Both sets of charges are deposited upfront at the time of application through OBPS and ring-fenced in a dedicated TOD Fund Escrow, to be used exclusively for area improvement and infrastructure augmentation in the TOD Zone.
At Rs 10,000 per sq.m, the base TOD FAR cost translates to approximately Rs 929 per sq.ft — firmly below Rs 1,000 per sq.ft, and all-inclusive. For context, this is the total government impost for building at FAR 400 in mixed-use, high-density development near a metro station in Delhi.
How Delhi’s TOD Compares with Haryana and Noida / GNIDA
For investors and developers active across the NCR region, a comparative overview of FAR cost and development conditions is instructive.

☆ ☆ ☆ ☆ ☆ ☆ ☆

Return the passage on Delhi's TOD charges word for word, in full. The listing that comes next has nothing to do with this passage.

☆ ☆ ☆ ☆ ☆ ☆ ☆

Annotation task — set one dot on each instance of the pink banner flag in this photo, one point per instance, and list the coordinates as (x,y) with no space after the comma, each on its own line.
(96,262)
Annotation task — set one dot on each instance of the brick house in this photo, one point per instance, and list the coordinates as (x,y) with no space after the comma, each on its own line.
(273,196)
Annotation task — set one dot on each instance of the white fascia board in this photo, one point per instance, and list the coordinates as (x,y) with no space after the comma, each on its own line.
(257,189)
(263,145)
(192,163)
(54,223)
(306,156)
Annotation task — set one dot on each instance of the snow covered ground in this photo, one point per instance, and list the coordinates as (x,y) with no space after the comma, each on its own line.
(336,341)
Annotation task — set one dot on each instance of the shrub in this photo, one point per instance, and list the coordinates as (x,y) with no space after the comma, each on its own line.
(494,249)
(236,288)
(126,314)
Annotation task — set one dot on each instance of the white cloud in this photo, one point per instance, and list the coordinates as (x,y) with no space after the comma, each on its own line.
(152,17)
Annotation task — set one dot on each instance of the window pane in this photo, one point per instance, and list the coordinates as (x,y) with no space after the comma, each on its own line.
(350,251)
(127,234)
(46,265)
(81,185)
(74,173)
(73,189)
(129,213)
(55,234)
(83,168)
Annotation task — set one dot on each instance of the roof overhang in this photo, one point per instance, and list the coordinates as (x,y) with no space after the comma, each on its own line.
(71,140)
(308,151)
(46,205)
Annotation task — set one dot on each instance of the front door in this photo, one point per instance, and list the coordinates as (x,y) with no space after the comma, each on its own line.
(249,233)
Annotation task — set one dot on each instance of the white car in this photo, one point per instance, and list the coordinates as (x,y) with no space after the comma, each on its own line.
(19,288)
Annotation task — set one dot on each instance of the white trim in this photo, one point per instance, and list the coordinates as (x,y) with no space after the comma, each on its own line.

☆ ☆ ☆ ☆ ☆ ☆ ☆

Output =
Both sets of charges are deposited upfront at the time of application through OBPS and ring-fenced in a dedicated TOD Fund Escrow, to be used exclusively for area improvement and infrastructure augmentation in the TOD Zone.
At Rs 10,000 per sq.m, the base TOD FAR cost translates to approximately Rs 929 per sq.ft — firmly below Rs 1,000 per sq.ft, and all-inclusive. For context, this is the total government impost for building at FAR 400 in mixed-use, high-density development near a metro station in Delhi.
How Delhi’s TOD Compares with Haryana and Noida / GNIDA
For investors and developers active across the NCR region, a comparative overview of FAR cost and development conditions is instructive.